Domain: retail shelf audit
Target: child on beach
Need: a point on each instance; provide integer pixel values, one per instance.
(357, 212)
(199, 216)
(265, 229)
...
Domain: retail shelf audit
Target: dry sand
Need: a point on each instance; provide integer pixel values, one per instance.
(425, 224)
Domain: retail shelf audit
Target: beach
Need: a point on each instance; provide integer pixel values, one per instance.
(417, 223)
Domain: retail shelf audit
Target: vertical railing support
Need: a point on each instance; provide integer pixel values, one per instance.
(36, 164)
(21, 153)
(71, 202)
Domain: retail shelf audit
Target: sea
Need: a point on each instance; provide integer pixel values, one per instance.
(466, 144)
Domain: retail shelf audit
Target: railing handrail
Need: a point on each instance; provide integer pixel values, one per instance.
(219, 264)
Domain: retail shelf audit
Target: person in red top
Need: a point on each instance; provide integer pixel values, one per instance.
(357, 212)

-- Set exercise --
Identify each line in the records above that contains the word "railing", and copy every such line in full.

-- Output of the task --
Target: vertical railing support
Target: railing handrail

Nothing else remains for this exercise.